- [TASK DETAILS]:
Copy the records below exactly, omitting any pictures they contain.

Object location annotation data:
— Begin —

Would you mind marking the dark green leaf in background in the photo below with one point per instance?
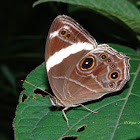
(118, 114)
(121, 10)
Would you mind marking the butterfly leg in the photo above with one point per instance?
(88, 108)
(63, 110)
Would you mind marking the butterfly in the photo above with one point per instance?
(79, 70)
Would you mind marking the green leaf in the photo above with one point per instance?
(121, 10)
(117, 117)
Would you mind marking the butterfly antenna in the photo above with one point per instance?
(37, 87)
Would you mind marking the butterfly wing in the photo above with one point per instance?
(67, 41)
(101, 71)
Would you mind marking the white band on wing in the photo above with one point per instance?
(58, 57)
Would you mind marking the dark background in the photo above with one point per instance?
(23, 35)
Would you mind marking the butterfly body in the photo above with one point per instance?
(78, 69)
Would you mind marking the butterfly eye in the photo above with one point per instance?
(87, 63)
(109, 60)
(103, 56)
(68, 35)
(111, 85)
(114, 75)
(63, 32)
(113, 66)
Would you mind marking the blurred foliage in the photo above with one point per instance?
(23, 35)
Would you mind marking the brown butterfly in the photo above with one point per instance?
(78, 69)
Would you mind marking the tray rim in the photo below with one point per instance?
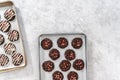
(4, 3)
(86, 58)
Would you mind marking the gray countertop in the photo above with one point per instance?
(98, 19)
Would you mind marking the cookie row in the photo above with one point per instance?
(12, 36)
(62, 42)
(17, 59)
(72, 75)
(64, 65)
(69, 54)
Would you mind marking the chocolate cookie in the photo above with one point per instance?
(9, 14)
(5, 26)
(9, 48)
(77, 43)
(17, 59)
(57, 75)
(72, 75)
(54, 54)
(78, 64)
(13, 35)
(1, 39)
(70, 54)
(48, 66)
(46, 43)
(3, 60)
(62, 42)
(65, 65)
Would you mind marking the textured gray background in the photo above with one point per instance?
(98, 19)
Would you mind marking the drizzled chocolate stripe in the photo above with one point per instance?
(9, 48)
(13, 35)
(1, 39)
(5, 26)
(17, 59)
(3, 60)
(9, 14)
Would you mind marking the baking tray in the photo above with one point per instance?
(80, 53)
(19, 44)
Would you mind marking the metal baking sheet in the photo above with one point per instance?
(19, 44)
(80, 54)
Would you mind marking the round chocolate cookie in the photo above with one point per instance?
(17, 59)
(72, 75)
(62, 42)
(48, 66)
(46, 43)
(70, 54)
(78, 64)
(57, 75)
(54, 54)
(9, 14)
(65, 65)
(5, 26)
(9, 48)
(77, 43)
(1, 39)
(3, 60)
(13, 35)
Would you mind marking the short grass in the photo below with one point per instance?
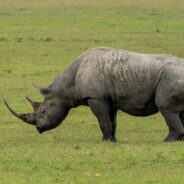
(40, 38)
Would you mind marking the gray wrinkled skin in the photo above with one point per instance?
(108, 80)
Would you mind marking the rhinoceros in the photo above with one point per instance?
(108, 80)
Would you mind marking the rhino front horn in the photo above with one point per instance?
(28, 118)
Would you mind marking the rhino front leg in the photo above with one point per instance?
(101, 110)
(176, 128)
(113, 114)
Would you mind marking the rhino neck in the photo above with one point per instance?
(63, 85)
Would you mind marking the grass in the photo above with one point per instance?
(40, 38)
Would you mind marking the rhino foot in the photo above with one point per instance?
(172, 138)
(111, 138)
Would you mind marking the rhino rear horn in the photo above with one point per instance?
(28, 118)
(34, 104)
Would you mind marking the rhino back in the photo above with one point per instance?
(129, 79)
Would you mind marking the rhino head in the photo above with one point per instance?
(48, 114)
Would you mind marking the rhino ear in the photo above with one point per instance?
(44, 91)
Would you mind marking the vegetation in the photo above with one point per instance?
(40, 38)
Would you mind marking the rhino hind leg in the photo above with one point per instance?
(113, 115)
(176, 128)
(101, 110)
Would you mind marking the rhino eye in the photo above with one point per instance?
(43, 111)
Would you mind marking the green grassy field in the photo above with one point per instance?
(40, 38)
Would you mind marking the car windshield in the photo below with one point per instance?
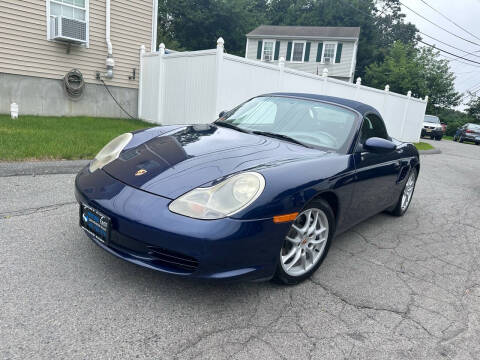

— End —

- [TASK OUTPUT]:
Would you mind marking the dark green leaf in background in the photo below with one point per instance?
(118, 114)
(121, 10)
Would you mind marking the butterfly leg in the photo above with one point per instance?
(88, 108)
(63, 110)
Would you mind marking the butterfly in the photo above with one point per instance?
(79, 70)
Would you mind marking the green leaf in the photo above with one point per instance?
(121, 10)
(117, 117)
Would you mind marking the butterfly antenna in the photo above with one point per instance?
(37, 87)
Would you mind marking the butterfly wing in the photo above with one point per instance?
(67, 41)
(101, 71)
Would you mind marking the white band on wing in the photo above with one point per instance?
(58, 57)
Would you mind marking the dark background in the photo above with one point per instance?
(23, 35)
Would you mind marking the butterfly body in the photo above with one point per instance?
(78, 69)
Would you mind marking the butterfly eye in the photo above with one point per instance?
(87, 63)
(109, 60)
(103, 56)
(68, 35)
(111, 85)
(114, 75)
(63, 32)
(113, 66)
Would you mind marking the blurred foliage in the photo above with one point per instance?
(23, 35)
Would you mind marking the brown butterfly in the photo above with one point per instance?
(78, 69)
Would you mind marking the tray rim in the photo below with one point per instance?
(4, 3)
(86, 58)
Would you mind marking the gray countertop in the photo above with one point per instance?
(98, 19)
Would you mind marking the cookie row in the photo above with one point per instance?
(12, 36)
(62, 42)
(17, 59)
(72, 75)
(64, 65)
(69, 54)
Would you mind marking the chocolate cookie in the photo above with one point per instance?
(9, 14)
(5, 26)
(9, 48)
(77, 43)
(17, 59)
(57, 75)
(72, 75)
(54, 54)
(78, 64)
(13, 35)
(1, 39)
(70, 54)
(48, 66)
(46, 43)
(3, 60)
(62, 42)
(65, 65)
Would you mind marking the textured gray background in the photo above with one point per instance?
(98, 19)
Would you mind marking the drizzled chocolate stripe in the photo above with one point per instance?
(9, 48)
(13, 35)
(1, 39)
(5, 26)
(17, 59)
(3, 60)
(9, 14)
Would you mind marking the baking tray in the photo above with one point per instance?
(80, 53)
(19, 44)
Would you mind marking the metal baking sheet in the photo above with one point per instance?
(19, 44)
(80, 54)
Would you mind marking the round chocolate cookie in the photo above with one point per instance?
(17, 59)
(72, 75)
(62, 42)
(48, 66)
(46, 43)
(70, 54)
(78, 64)
(57, 75)
(54, 54)
(9, 14)
(65, 65)
(5, 26)
(9, 48)
(77, 43)
(1, 39)
(3, 60)
(13, 35)
Would you mind marking the short grass in the photo below with one point per instance?
(40, 38)
Would you mind marking the gray wrinkled skin in the photo above with one point per instance?
(108, 80)
Would you mind marking the rhinoceros in the photo above with one point per instance?
(108, 80)
Would you mind marking the rhino front horn in the photo above with one point per instance?
(28, 118)
Would you mind marking the rhino front leg in the photo above with one point per instance?
(101, 110)
(176, 128)
(113, 114)
Would you mind marking the rhino neck in the photo above with one point per instance?
(63, 85)
Would you mind marking the grass in the photo above with one point per instance?
(40, 38)
Would you mind marking the rhino foot in the photo above with one point per instance?
(172, 138)
(111, 138)
Would you mind marking the rhino rear horn in the photo above with one point per instance?
(28, 118)
(34, 104)
Would you mind marking the rhino back in the photo above with one point per instance?
(129, 79)
Would you mind marking the rhino head in the photo above with one point per instance?
(48, 114)
Would you mind marking the rhino ear in the photo above with one point per instance?
(44, 91)
Would you mind marking the vegetation in the photo above with one point per instance?
(40, 38)
Would you mind marking the rhino hind leg in the photo above with one point per instance?
(113, 115)
(176, 128)
(101, 110)
Would you mind marking the rhino eye in the photo above with one point per instance?
(43, 111)
Would you mind marking the green grassy field in the photo above with one point per instance?
(40, 38)
Would you mind marking the car windshield in the photo below with one point per instance?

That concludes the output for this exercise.